Your instructions:
Below are records to write out again, exactly as they read.

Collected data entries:
******

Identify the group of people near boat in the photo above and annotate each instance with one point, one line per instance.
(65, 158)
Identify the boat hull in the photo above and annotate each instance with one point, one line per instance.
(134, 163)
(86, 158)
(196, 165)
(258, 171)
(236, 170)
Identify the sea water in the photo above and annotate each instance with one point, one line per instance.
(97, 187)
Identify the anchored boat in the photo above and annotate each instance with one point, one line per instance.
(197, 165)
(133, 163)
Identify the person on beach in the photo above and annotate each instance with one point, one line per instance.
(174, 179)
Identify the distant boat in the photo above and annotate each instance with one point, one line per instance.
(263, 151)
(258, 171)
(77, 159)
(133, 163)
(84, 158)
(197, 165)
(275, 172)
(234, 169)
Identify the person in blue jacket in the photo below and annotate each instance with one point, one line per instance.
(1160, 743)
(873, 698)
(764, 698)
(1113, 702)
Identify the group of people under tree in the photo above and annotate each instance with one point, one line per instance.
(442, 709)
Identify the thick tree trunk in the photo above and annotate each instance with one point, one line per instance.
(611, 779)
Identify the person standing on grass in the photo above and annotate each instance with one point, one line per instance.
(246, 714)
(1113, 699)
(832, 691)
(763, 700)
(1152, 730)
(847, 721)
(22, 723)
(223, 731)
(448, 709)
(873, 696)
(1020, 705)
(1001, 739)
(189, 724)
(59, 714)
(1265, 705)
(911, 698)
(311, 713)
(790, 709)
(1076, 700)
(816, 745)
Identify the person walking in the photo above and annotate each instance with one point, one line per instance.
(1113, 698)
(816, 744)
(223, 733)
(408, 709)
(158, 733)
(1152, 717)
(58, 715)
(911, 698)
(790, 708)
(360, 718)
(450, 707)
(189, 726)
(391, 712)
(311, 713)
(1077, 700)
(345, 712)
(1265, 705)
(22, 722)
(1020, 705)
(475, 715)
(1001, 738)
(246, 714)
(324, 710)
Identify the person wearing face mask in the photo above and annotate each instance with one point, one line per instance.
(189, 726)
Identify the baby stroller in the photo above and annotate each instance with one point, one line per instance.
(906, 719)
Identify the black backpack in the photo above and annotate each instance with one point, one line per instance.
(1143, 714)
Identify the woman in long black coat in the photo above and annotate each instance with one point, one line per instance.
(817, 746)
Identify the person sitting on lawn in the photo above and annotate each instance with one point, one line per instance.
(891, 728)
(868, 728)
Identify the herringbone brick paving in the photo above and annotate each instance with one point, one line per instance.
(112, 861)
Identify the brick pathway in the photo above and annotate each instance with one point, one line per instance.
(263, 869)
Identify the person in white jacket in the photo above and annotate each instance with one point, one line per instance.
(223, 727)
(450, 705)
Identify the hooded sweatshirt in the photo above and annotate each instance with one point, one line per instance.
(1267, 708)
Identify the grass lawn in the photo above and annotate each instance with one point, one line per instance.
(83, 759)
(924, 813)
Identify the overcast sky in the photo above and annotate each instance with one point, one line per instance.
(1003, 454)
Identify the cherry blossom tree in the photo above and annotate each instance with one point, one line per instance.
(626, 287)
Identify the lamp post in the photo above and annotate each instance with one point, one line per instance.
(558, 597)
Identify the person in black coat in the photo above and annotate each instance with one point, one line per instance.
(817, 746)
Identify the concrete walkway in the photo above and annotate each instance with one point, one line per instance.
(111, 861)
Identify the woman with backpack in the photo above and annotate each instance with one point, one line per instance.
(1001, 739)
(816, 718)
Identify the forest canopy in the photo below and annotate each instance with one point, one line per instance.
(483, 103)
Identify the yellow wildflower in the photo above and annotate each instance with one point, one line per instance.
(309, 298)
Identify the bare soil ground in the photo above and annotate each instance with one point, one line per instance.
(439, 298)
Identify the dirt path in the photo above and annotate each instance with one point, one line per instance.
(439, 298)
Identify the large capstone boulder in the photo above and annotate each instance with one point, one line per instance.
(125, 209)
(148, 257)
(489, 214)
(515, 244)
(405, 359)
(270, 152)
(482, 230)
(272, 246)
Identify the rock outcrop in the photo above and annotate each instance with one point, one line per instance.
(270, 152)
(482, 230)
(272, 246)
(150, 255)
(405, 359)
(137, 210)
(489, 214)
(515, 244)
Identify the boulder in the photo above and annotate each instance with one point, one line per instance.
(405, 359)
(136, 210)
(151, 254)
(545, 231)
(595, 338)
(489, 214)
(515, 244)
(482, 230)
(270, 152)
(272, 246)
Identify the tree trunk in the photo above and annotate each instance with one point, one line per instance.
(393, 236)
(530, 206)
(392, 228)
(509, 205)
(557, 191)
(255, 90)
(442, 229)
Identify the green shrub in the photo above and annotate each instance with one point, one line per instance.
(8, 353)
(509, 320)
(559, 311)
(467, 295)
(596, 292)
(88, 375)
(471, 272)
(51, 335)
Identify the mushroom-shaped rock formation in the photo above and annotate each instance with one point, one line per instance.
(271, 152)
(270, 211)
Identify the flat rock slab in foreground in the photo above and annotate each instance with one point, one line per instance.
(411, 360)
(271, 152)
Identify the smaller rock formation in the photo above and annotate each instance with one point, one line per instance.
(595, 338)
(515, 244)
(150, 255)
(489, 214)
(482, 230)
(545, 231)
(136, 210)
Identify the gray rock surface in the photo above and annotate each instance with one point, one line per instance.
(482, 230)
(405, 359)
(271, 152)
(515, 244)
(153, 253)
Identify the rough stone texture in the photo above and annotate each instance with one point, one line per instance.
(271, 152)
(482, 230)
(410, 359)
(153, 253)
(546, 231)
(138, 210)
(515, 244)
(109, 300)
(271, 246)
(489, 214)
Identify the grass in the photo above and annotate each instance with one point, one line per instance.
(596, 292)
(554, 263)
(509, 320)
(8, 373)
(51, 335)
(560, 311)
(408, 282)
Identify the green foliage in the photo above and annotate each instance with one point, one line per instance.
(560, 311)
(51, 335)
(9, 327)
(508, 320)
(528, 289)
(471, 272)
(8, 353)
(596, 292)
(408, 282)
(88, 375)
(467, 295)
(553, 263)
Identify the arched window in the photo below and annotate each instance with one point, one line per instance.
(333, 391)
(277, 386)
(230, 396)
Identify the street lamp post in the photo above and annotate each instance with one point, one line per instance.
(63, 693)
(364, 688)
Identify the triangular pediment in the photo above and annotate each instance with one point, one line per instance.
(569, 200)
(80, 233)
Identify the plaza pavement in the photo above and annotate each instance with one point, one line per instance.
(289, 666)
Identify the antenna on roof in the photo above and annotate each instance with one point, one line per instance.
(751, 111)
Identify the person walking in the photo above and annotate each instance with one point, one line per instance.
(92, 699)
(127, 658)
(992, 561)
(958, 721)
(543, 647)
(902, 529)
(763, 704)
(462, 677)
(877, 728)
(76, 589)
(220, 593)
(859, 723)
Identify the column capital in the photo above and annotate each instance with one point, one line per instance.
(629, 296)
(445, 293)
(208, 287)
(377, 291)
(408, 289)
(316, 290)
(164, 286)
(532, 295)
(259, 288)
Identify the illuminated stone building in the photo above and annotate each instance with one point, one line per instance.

******

Response to the task:
Identify the group of people near boat in the photo above and annotate each instance with one point, one line per instance.
(65, 158)
Identify the boat hull in the photo above and annotate each instance with one point, one line per instance.
(134, 163)
(86, 158)
(196, 165)
(258, 171)
(236, 170)
Identify the sea water in the photo above and annotate each instance with one point, one line per instance.
(97, 187)
Identify the anchored boat in the photo above and annotate each instance with one point, one line per instance.
(197, 165)
(133, 163)
Identify the person on beach in the photo above and annotate each instance with one point, one line per instance.
(174, 179)
Identify the distant boat in the photo above and annotate each instance with one point, one line per instance.
(263, 151)
(258, 171)
(77, 159)
(133, 163)
(84, 158)
(197, 165)
(275, 172)
(234, 169)
Identify the person in blue jacket in the photo below and annotate each instance with one point, one line per instance.
(1160, 743)
(873, 698)
(764, 698)
(1113, 702)
Identify the group of people under tree in the photo above and annotate each instance with one point, one line per instance.
(442, 709)
Identify the thick tree trunk in the photo above and annotate each instance with one point, one line per instance.
(611, 779)
Identify the person standing on grass in the photo above and annotate each instance with one point, one line per instance.
(246, 714)
(1113, 699)
(832, 691)
(763, 700)
(1152, 730)
(847, 721)
(22, 723)
(223, 731)
(448, 709)
(873, 696)
(1020, 705)
(1001, 739)
(189, 724)
(59, 714)
(1265, 705)
(911, 698)
(311, 713)
(790, 709)
(1076, 700)
(816, 745)
Identify the person walking in the photo above and annotate each instance with one point, one line per instance.
(1113, 698)
(816, 744)
(223, 733)
(408, 709)
(158, 733)
(1152, 717)
(58, 715)
(911, 698)
(790, 708)
(360, 718)
(450, 707)
(189, 726)
(391, 712)
(311, 713)
(1077, 700)
(345, 712)
(1265, 705)
(22, 722)
(1020, 705)
(475, 715)
(1001, 738)
(246, 714)
(324, 710)
Identify the person wearing face mask in the photo above and annotate each instance with one point, one line per instance.
(189, 726)
Identify the baby stroller in the photo above and annotate each instance with one point, one line per instance.
(906, 719)
Identify the black backpack in the photo above and annotate each instance with one point, one line per instance.
(1143, 714)
Identify the woman in long black coat in the photo above and annotate each instance with one point, one line per instance.
(817, 746)
Identify the person sitting on lawn in the photo above and annotate each instance with one point, one line per instance.
(891, 728)
(868, 728)
Identify the herringbone brick paving in the photo above and annotate each instance with one point, one line per instance.
(112, 861)
Identify the brick pathway in the photo above and annotate each instance with one point, one line per instance.
(263, 869)
Identify the person in white jacket in the photo above and annotate each instance with one point, one line per instance.
(223, 727)
(450, 705)
Identify the hooded sweatshirt in the photo above and annotate each instance with one point, one line per instance.
(1267, 708)
Identify the grass lawn in the photo above and annotate each instance with one point, one line per instance.
(83, 759)
(924, 813)
Identify the overcast sky in the photo above and annotate each instance with one point, one line per instance.
(1003, 454)
Identify the cherry blossom tree in the photo above and annotate each instance with one point, one line per instance.
(626, 287)
Identify the lamp post in the photo above and annotate each instance with one point, one line per instance.
(558, 597)
Identify the person in black coat in the photo above and annotate each instance with one point, one line per instance.
(817, 746)
Identify the concrete walkway in the photo above and annotate each instance with one point, one line per instance.
(111, 861)
Identify the woman with backpack in the photo above and annotate each instance with one point, one line per instance.
(1001, 739)
(816, 718)
Identify the forest canopy in the photo below and annotate each instance with one point, one line per instance.
(483, 103)
Identify the yellow wildflower in the photo above and annotate each instance with one point, one line per instance.
(309, 298)
Identify the bare soil ground in the photo above and annotate each instance with one point, one line per instance.
(439, 298)
Identify the dirt path in the photo above and annotate each instance with one point, one line per instance.
(439, 298)
Identify the large capstone boulder in the photo above and annotate each instance with one point, one line per instance.
(125, 209)
(148, 257)
(489, 214)
(515, 244)
(405, 359)
(270, 152)
(482, 230)
(272, 246)
Identify the rock outcrop in the photo above and annotate each instance with one point, one line per instance.
(270, 152)
(482, 230)
(272, 246)
(150, 255)
(405, 359)
(137, 210)
(489, 214)
(515, 244)
Identify the boulder in the photo above and annotate each instance with one point, one line per instance.
(405, 359)
(136, 210)
(151, 254)
(545, 231)
(595, 338)
(489, 214)
(515, 244)
(482, 230)
(270, 152)
(272, 246)
Identify the tree trunk in the photo above and annotate each instance with one point, one line per instance.
(393, 236)
(530, 206)
(392, 228)
(509, 205)
(557, 191)
(255, 90)
(442, 229)
Identify the green shrub in the photo above and annotate each instance with one point, one line per instance.
(8, 353)
(509, 320)
(559, 311)
(467, 295)
(596, 292)
(88, 375)
(471, 272)
(51, 335)
Identify the mushroom-shaped rock formation in the photo above and annotate each instance with one point, one line per instance.
(271, 152)
(270, 211)
Identify the flat rock slab in foreground in the photo above and annotate each instance with one point, one line per instance.
(411, 360)
(271, 152)
Identify the smaller rock formation in the photo above and annotate each instance with one point, one line per instance.
(595, 338)
(515, 244)
(150, 255)
(489, 214)
(482, 230)
(545, 231)
(136, 210)
Identify the gray rock surface in the photo above and annotate each instance with one point, one line per instance.
(482, 230)
(405, 359)
(271, 152)
(515, 244)
(153, 253)
Identify the rough stone texture in the photo above and annotate each instance with one point, one line per instance.
(271, 152)
(482, 230)
(410, 359)
(153, 253)
(546, 231)
(138, 210)
(515, 244)
(109, 300)
(271, 246)
(489, 214)
Identify the grass in the photo above and annotate each instance with one point, one line per instance.
(596, 292)
(554, 263)
(509, 320)
(8, 373)
(51, 335)
(560, 311)
(408, 282)
Identify the green foliage in the photo above and annotate each instance with one point, one line per instance.
(560, 311)
(51, 335)
(9, 327)
(508, 320)
(528, 289)
(471, 272)
(8, 353)
(596, 292)
(408, 282)
(88, 375)
(467, 295)
(553, 263)
Identify the arched window in the photo below and annotate each instance with one point, one line per instance.
(333, 391)
(277, 386)
(230, 396)
Identify the street lamp post in the photo above and annotate each instance with one point, one line per instance.
(63, 693)
(364, 688)
Identify the triangular pediment in the photo above and annotate each instance with one point, one line per instance.
(569, 200)
(80, 233)
Identify the plaza pavement in the photo above and annotate each instance with one point, one line per instance.
(289, 666)
Identify the antenna on roof in the photo above and annotate each instance with one point, one line per instance.
(751, 111)
Identify the person walking in the photo above and annotate each instance with one point, one line per instance.
(92, 699)
(127, 658)
(992, 561)
(958, 721)
(543, 647)
(902, 529)
(763, 704)
(462, 677)
(877, 728)
(76, 589)
(220, 593)
(859, 723)
Identify the column capital in the photo above and annotate each instance with one point, one line per instance.
(629, 296)
(445, 293)
(208, 287)
(377, 291)
(408, 289)
(316, 290)
(164, 286)
(532, 295)
(259, 288)
Identify the illuminated stone building in the photo above and annotate each instance with one point, one line per instance.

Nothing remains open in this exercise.